* [Stated task] Copy the listing below line for line, without changing anything, and leave out the pictures.
::::::::::
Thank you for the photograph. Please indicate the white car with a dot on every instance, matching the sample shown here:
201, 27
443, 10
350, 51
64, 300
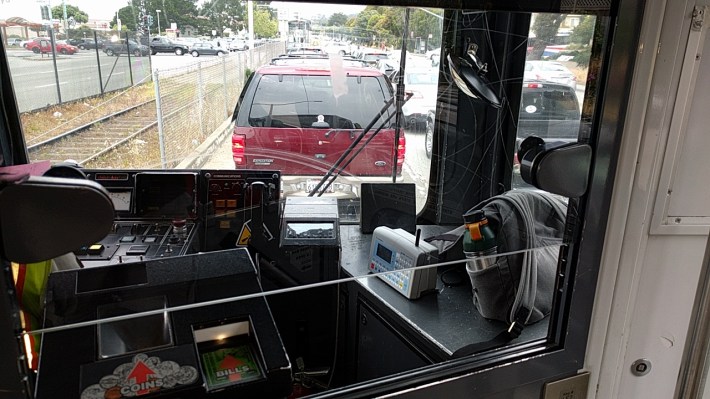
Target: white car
549, 71
238, 45
423, 85
341, 48
434, 56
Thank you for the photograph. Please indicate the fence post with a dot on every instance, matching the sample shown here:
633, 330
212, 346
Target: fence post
224, 83
200, 99
98, 63
159, 114
54, 61
128, 51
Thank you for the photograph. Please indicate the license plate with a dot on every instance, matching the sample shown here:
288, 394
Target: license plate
311, 184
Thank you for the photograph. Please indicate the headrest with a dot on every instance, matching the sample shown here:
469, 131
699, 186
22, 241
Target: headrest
44, 217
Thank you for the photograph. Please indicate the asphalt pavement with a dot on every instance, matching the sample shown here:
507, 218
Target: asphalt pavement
78, 76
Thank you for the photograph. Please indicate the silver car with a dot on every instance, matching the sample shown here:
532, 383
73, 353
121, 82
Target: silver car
549, 71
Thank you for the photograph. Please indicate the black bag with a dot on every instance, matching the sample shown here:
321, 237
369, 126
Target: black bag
529, 227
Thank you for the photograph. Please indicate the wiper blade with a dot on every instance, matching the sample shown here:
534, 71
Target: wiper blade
352, 145
362, 147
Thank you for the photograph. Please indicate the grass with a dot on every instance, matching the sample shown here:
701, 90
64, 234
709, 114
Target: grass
52, 121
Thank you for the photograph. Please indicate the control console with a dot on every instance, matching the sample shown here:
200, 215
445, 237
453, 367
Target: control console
165, 213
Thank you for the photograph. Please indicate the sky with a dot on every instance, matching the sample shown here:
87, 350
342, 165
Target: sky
104, 9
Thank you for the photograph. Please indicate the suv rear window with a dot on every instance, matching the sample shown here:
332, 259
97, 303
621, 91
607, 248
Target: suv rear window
298, 101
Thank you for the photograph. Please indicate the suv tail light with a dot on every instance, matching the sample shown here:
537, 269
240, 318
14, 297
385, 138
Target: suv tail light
401, 147
238, 145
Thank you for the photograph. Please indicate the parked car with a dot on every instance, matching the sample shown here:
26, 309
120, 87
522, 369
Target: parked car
434, 56
118, 48
372, 56
340, 48
205, 48
44, 46
422, 84
165, 45
87, 43
238, 45
549, 71
550, 111
24, 43
289, 117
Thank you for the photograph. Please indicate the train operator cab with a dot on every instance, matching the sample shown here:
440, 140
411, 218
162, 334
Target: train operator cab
282, 225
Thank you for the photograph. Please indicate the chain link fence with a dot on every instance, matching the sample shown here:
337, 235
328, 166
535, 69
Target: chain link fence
50, 71
194, 101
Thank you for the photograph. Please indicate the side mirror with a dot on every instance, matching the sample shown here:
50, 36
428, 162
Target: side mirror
469, 75
558, 167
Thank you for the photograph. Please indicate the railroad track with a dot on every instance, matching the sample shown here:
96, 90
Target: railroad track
87, 142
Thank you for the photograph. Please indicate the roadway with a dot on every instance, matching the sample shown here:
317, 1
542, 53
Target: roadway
35, 81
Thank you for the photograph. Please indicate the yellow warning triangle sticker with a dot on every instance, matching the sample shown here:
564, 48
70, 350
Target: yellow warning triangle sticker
245, 234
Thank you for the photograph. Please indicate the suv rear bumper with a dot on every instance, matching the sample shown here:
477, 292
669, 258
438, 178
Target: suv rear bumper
342, 188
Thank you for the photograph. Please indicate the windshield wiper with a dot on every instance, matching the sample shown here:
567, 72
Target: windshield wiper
400, 97
350, 148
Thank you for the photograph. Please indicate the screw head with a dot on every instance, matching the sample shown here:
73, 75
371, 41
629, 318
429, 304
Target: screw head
641, 367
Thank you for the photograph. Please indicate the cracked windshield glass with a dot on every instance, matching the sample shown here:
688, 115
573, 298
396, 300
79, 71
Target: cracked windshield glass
278, 120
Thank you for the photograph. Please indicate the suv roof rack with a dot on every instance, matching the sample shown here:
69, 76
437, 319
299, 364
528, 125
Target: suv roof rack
315, 59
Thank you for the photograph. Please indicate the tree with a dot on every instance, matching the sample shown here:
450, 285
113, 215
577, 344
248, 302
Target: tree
264, 24
222, 14
337, 19
72, 12
128, 16
545, 28
583, 33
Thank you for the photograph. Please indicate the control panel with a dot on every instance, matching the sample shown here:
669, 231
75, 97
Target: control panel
394, 256
164, 213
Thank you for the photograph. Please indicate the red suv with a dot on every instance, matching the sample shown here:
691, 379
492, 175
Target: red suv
301, 118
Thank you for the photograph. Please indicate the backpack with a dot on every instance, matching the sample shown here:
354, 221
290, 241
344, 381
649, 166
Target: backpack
519, 286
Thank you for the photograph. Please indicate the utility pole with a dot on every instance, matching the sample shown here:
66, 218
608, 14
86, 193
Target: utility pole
64, 7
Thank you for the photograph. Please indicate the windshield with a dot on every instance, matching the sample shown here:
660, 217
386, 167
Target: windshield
287, 141
311, 96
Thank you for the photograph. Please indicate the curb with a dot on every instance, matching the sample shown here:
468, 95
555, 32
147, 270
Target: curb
202, 154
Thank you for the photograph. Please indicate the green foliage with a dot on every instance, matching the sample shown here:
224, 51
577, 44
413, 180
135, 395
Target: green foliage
583, 33
80, 32
337, 19
72, 11
545, 28
129, 18
265, 26
219, 15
::::::::::
* [Result for this task]
Thank you for the photograph. Please indicate the white car with a dot on every instance, matching the sample shown here:
201, 27
443, 10
350, 51
64, 300
Target: white car
549, 71
238, 45
423, 85
341, 48
434, 56
Thank you for the photograph. Please indicate the fence post with a dot on every instance, matching the sample shown here:
633, 330
212, 346
Target: fence post
224, 83
200, 99
98, 63
159, 114
54, 61
128, 51
Thank you for the photograph. Please indicate the license plate with a dot on every instance, matching the sample shown here:
288, 394
Target: license plate
311, 184
Thank you for the photograph. Please indicate the headrest with a dot on every instance, matching the sample shown here:
469, 131
699, 186
22, 241
Target: headrest
44, 217
Thank you for the photograph. Please indicate the asphalt pavement with a dot on every instance, matching the sample shown here:
507, 218
Target: asphalt pavement
78, 76
Thank you for the photograph. Please indicate the silver car with a dot on every instance, matching the sample shown here:
532, 383
73, 353
121, 82
Target: silver car
549, 71
Thank you for the photograph. Please indicate the black bag with a dot on every instance, matching the sample shown here:
321, 237
369, 126
Target: black bag
529, 227
Thank you for the photograph. Please indicate the wiper blade with a dot on every instance, matching the sample shown here:
534, 71
Target: wiper blade
352, 145
362, 147
Thank you for the photograph. Please indicate the grass with a dot on every instance, matching the sample shown here:
701, 90
64, 234
709, 114
Target: grass
52, 121
Thank you for the photograph. Please indicate the control console with a dot on every instance, matching the sample shown here:
200, 215
445, 237
453, 367
Target: control console
165, 213
Thank you for the photograph. Please indicate the sky with a dot on every instance, matching the sample shown here:
87, 350
342, 165
Target: sky
104, 9
Thank you for the photograph. Please indicate the suv rear window with a dot on every instance, matching the sample shown here:
332, 259
97, 303
621, 91
607, 248
Target: suv rear window
298, 101
Thank you for the photograph. Please indicate the suv tail light with a dot on every instance, matching the sample shown here:
537, 269
240, 318
14, 297
385, 138
Target: suv tail light
401, 147
238, 145
Thank you for the photograph. Please indicate the parked car with a dot on every instance, matching the sample shown here:
26, 309
120, 87
522, 369
Target: parked car
434, 56
118, 48
372, 56
340, 48
205, 48
44, 46
422, 84
165, 45
87, 43
238, 45
549, 71
550, 111
24, 43
289, 117
Thank you for the photograph. Please indicate the train operator cab with a dot on every instance, matching the sample shown here:
440, 140
411, 218
162, 334
Target: train operator cab
282, 225
Thank you for the photograph. Please indicate the chain link fence with a dot on every instance, matching the sample shown here:
337, 235
328, 166
535, 69
Target: chain link fence
50, 71
194, 101
Thank you for the photograph. Please indicate the side mirror with a dot on every instance, matching the sample shown here:
50, 36
428, 162
Target: side mirror
469, 75
558, 167
Thank you for the photograph. Please indicate the railroad track with a dot on every instance, matching the sample shown here:
96, 90
Target: railroad track
87, 142
Thank you for the photograph. Please indicate the roadway with a dot on every instance, matching the sample shown here:
317, 1
542, 53
Target: roadway
35, 81
Thank you for the photograph. Please indicate the yellow warning triangle sticker with a dot on every instance, matching the sample shown here:
564, 48
70, 350
Target: yellow warning triangle sticker
245, 234
Thank you for the photograph. Please indicate the suv rear bumper with a dot on every instance, matching the sample shown here:
477, 292
669, 258
438, 178
Target: suv rear bumper
342, 188
Thank you for the photograph. Please indicate the windshield wiper with a dot on every instance, matching the sample shown here:
567, 72
Target: windshield wiper
400, 97
350, 148
Thank you for the photograph. Please indicate the screw head with a dot on every instance, matching the sample shown here:
73, 75
371, 41
629, 318
429, 304
Target: screw head
641, 367
Thank you for the photograph. Please indicate the cracked windshield glass with a dot on every instance, matching the sample shown here:
688, 115
573, 298
396, 300
79, 71
Target: cracked windshield glass
278, 120
Thank you for the photograph. Please indicate the suv roof rack with a dot on every instance, matching the sample shown here:
69, 76
437, 319
299, 364
528, 125
Target: suv roof rack
315, 59
Thank you for the photograph. Please indicate the tree with a dot on every instance, matching the sample shown here:
450, 285
113, 215
577, 344
248, 302
Target: tree
264, 24
222, 14
337, 19
72, 12
128, 16
545, 28
583, 33
Thank you for the photograph. Please indicate the control panel with a dot on every instance, matching the sample shown here:
669, 231
75, 97
Target: control panel
394, 256
164, 213
Thank you for the photograph. Please indicate the red suv with a dot on every instance, matching the sample shown here:
691, 379
492, 175
Target: red suv
301, 118
Thank you for the photograph. Please indicate the backpack with a dot on every instance, matching the sample shown here:
354, 221
290, 241
344, 381
649, 166
Target: backpack
519, 286
Thank you for the photograph. Please indicate the utility pole with a dot on every instance, matching the sample shown here:
66, 218
608, 14
86, 193
Target: utility pole
64, 7
Thank you for the photograph. Please indicate the windshield with a dot on every instance, matching the sample shown here:
660, 217
386, 167
Target: windshield
287, 141
311, 96
Thank you for the photograph. Please indicate the curb with a dot on every instance, matching the sample shown here:
468, 95
555, 32
147, 270
Target: curb
202, 154
Thank you for the photograph. Please indicate the green foliage with a dot on every instance, matching the sample shown here:
224, 51
577, 44
413, 180
135, 395
Target: green foliage
583, 33
80, 32
337, 19
72, 11
545, 28
129, 18
265, 26
219, 15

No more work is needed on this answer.